Reading text:
************

He describes his work as “a critical survey of the manifestation of the impulse to acquire a new culture,” and his unifying theme is to consider subjects who were searching for a place that would become the home they never had. For his subjects, “home” was a place that they chose.
These artists were, to some degree, also escaping the strictures of their own cultures. Not surprisingly, for the European/American expatriates, the desire to slip the shackles of conventional sexual mores was one strong draw of an exotic, unconventional life. The women in particular found freedom in their adopted lands that was not otherwise available to them. The French expression is “le decivilise”; the American expression is “going native.”
Gauguin is something of the odd man out here. While it’s true that he was actively trying to cultivate a style uniquely his own and had long considered the concept of a “Studio of the Tropics,” his move to Tahiti was almost a PR stunt, calculated to draw headlines and make more money than he could in Paris.
He and his Symbolist friends held a series of fundraisers to allow him to decamp to a place where he could, as he described, “cultivate in myself a state of primitiveness and savagery.” That he chose a locale known for free love was no accident, but the long line of syphilitic sailors who had visited ahead of him took the bloom off that paradisical rose. Nonetheless, Gauguin achieved all that he set out to do, and he never looked back, eventually losing some of that patronizing sense of Tahiti’s “savagery.”
In contrast to Gauguin, who made a lasting impression on the European art world but left virtually no mark on his adopted homeland (beyond the children he fathered), Walter Spies is a cultural icon in Bali and virtually forgotten elsewhere. His work as a musician and painter is almost entirely lost, but he influenced the Balinese art that came after him.
It seems obvious that it was Spies’ story that initially captured the author’s imagination in undertaking this project. Certainly, Spies offers the best example of an artist who, in search of a true home, jettisons “manufactured wants” to fully embrace and live within a new culture without condescension, and contribute to that culture as a full participant.
While the profiles are interesting in themselves, and perhaps introduce readers to artists and writers they aren’t already familiar with, the collection never becomes more than exactly that: a collection of profiles.

************

[Dataset records]
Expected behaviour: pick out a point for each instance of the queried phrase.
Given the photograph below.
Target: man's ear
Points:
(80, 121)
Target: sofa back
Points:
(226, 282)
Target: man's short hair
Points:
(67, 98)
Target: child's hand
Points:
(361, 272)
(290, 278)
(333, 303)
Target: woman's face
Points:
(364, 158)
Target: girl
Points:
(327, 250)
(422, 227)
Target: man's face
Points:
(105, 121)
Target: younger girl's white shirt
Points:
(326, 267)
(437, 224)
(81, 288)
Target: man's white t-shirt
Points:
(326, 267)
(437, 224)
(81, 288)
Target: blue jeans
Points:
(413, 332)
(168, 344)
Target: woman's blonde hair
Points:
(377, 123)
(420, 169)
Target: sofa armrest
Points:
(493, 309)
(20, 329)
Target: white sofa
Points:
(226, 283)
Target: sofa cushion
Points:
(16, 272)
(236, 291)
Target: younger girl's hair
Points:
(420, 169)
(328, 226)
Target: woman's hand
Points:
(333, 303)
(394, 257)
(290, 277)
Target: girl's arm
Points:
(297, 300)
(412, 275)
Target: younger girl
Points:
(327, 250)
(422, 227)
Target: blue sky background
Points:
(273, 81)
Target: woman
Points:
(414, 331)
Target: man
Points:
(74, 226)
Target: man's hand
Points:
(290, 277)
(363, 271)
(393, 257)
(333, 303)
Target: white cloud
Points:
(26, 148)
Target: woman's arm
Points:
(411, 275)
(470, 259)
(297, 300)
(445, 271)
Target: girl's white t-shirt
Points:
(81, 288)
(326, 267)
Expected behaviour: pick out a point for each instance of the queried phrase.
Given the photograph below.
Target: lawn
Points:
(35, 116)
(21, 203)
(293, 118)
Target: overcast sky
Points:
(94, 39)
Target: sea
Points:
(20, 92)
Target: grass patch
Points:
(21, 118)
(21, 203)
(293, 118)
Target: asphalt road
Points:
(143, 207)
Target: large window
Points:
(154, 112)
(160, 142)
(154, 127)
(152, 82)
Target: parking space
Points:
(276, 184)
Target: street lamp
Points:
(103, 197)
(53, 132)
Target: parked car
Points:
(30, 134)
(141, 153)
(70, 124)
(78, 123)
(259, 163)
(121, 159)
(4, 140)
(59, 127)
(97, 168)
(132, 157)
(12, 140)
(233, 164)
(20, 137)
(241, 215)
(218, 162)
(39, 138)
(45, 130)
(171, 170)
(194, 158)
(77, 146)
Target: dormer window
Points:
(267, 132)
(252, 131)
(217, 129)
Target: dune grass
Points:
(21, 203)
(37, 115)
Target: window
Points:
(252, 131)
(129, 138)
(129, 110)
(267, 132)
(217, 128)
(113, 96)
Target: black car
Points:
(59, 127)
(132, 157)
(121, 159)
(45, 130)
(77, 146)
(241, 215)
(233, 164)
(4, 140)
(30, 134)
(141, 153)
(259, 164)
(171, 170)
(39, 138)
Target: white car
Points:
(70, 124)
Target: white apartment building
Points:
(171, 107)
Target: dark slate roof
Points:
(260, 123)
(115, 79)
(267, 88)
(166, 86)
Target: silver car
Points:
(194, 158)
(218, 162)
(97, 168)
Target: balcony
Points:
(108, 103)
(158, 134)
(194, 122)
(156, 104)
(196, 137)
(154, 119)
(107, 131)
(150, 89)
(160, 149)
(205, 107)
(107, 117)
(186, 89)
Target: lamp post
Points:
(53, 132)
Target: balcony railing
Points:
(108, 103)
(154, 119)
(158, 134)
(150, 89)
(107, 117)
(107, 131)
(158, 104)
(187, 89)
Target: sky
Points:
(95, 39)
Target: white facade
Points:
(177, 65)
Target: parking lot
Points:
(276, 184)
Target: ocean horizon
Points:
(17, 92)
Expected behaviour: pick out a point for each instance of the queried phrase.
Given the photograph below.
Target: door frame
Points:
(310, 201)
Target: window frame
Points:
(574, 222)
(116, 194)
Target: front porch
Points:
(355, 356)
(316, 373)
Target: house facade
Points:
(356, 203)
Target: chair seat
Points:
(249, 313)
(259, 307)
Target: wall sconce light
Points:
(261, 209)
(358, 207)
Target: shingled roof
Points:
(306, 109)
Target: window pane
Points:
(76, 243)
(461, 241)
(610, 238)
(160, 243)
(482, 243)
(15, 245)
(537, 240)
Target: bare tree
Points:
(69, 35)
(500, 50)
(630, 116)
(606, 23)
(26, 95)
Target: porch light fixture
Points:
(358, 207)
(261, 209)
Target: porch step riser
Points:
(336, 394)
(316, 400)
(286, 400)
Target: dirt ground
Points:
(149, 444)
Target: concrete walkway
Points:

************

Instructions for the task: Can you carry the book review about artists who made homes in adopted cultures forward from its last sentence? The records play no part in what is asked here.

Result of the exercise:
To a modern audience, probably the most compelling elements of Glamour are those describing James’ own experiences as a traveler. A professional travel writer, he has visited some of the wildest, most remote locales on earth. Nonetheless, his own shock of exoticism comes when the English-speaking head waiter at Cambodia’s Grand Hotel d’Angkor, on being tipped with American dollar bills, says of George Washington, “This is your king? He looks like a lady.”
According to James, Walter Spies can be credited with unintentionally starting the tourism industry in Bali, “something he came to regret bitterly by the end of his life.” James wrote much of this book from Bali, as he watched the landscape around his apartment change from rural cattle pasture and rice fields to neon billboards, nightclubs, and luxury hotels — a transformation that illustrates what makes the words “tourist” and “tourism” epithets. By the same token, though, the Balinese see these changes as “a proof that their country is becoming modern and cosmopolitan.”
James also drives home the point that nowhere on earth is truly out of reach anymore — no Forbidden Cities, no culture or geography that isn’t accessible through a Google search, no location that your eyes cannot have beheld until the moment you are standing there. To think of places that way, though, considers the world through the eyes of a tourist rather than a traveler. Seeing a place is nothing like knowing a place. It’s nothing like being home.